選文:
-.-.-
KMP演算法的next、next value陣列程式碼實現及POJ3461

kewlgrl發表於2015-08-12


昨天中午弄懂了陣列的手工計算方法之後,根據書上例題解出了一道KMP演算法的匹配題。

我用了next 和nextval兩種解決方法,其實就是陣列實現的程式碼片不同。

w表示給定的模式字串

next陣列程式碼實現如下:

int next[maxw],j=0,i;
next[0]=-1;
next[1]=0;
for(i=2; i<=strlen(w); ++i)
{
    while(j>=0&&w[j]!=w[i-1])
        j=next[j];
    next[i]=++j;
}


nextval陣列程式碼實現如下:

int nextval[maxw],i=0,j=-1;
nextval[0]=-1;  
while(i<strlen(w))  
{  
    if(j==-1||w[i]==w[j])  
    {  
        ++i;  
        ++j;  
        if (w[i]!=w[j])  
            nextval[i]=j;  
        else  
            nextval[i]=nextval[j];  
    }  
    else  
        j=nextval[j];  
} 


下面貼一道POJ上的例題:

Oulipo
Time Limit: 1000MS
Memory Limit: 65536K
Total Submissions: 29204
Accepted: 11704

Description

The French author Georges Perec (1936–1982) once wrote a book, La disparition, without the letter 'e'. He was a member of the Oulipo group. A quote from the book:

Tout avait Pair normal, mais tout s’affirmait faux. Tout avait Fair normal, d’abord, puis surgissait l’inhumain, l’affolant. Il aurait voulu savoir où s’articulait l’association qui l’unissait au roman : stir son tapis, assaillant à tout instant son imagination, l’intuition d’un tabou, la vision d’un mal obscur, d’un quoi vacant, d’un non-dit : la vision, l’avision d’un oubli commandant tout, où s’abolissait la raison : tout avait l’air normal mais…

Perec would probably have scored high (or rather, low) in the following contest. People are asked to write a perhaps even meaningful text on some subject with as few occurrences of a given “word” as possible. Our task is to provide the jury with a program that counts these occurrences, in order to obtain a ranking of the competitors. These competitors often write very long texts with nonsense meaning; a sequence of 500,000 consecutive 'T's is not unusual. And they never use spaces.
-.-.-
題目:
• a. 根據選文,作者用了哪兩種方法來解那道KMP匹配題?
• b. 請把選文中從“昨天中午弄懂了陣列的手工計算”開始、一直到“for(i=2; i<=strlen(w); ++i)”為止的部分一字不差地重抄一遍。
作答時用不到這些資料。

記錄資料:
-.-.-
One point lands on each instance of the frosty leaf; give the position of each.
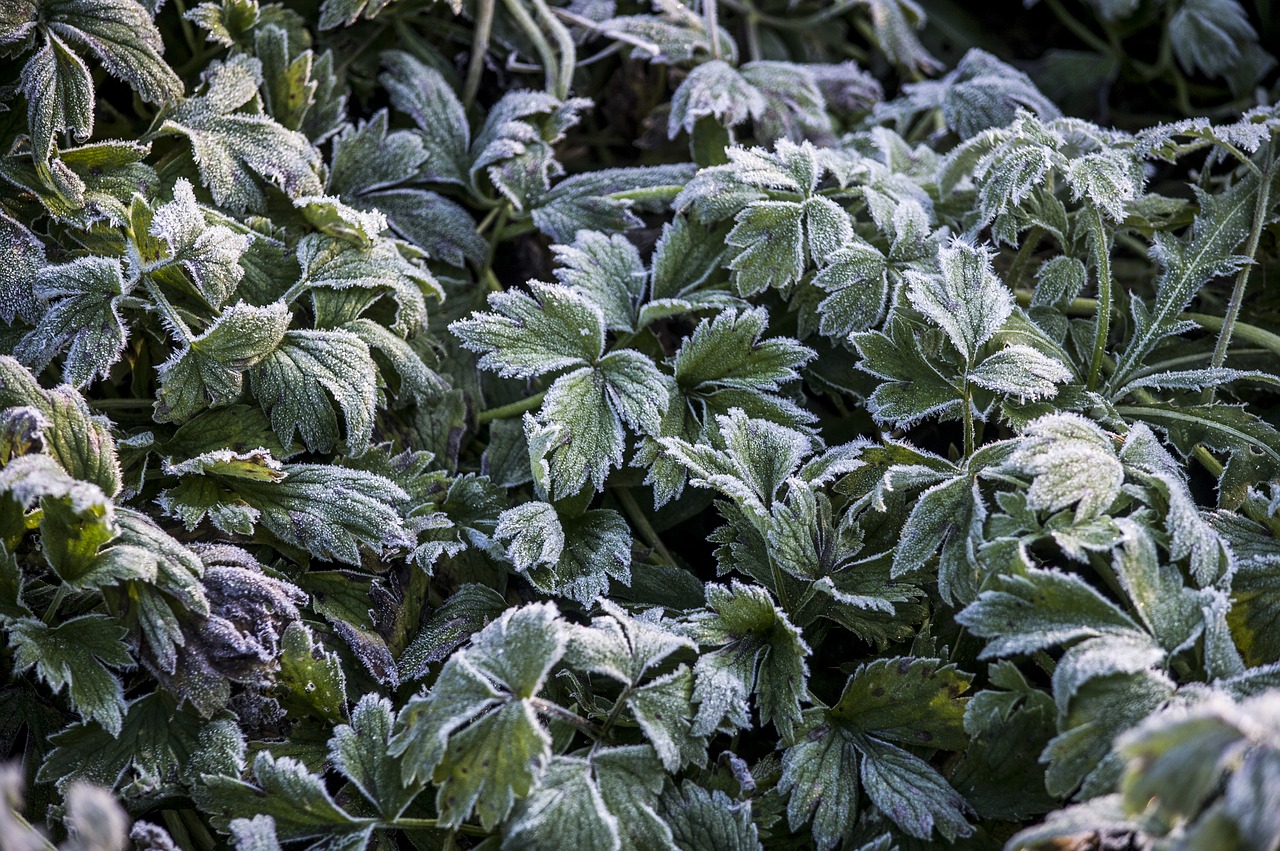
-.-.-
參考答案:
• a. next和nextval兩種方法。

• b.
昨天中午弄懂了陣列的手工計算方法之後,根據書上例題解出了一道KMP演算法的匹配題。

我用了next 和nextval兩種解決方法,其實就是陣列實現的程式碼片不同。

w表示給定的模式字串

next陣列程式碼實現如下:

int next[maxw],j=0,i;
next[0]=-1;
next[1]=0;
for(i=2; i<=strlen(w); ++i)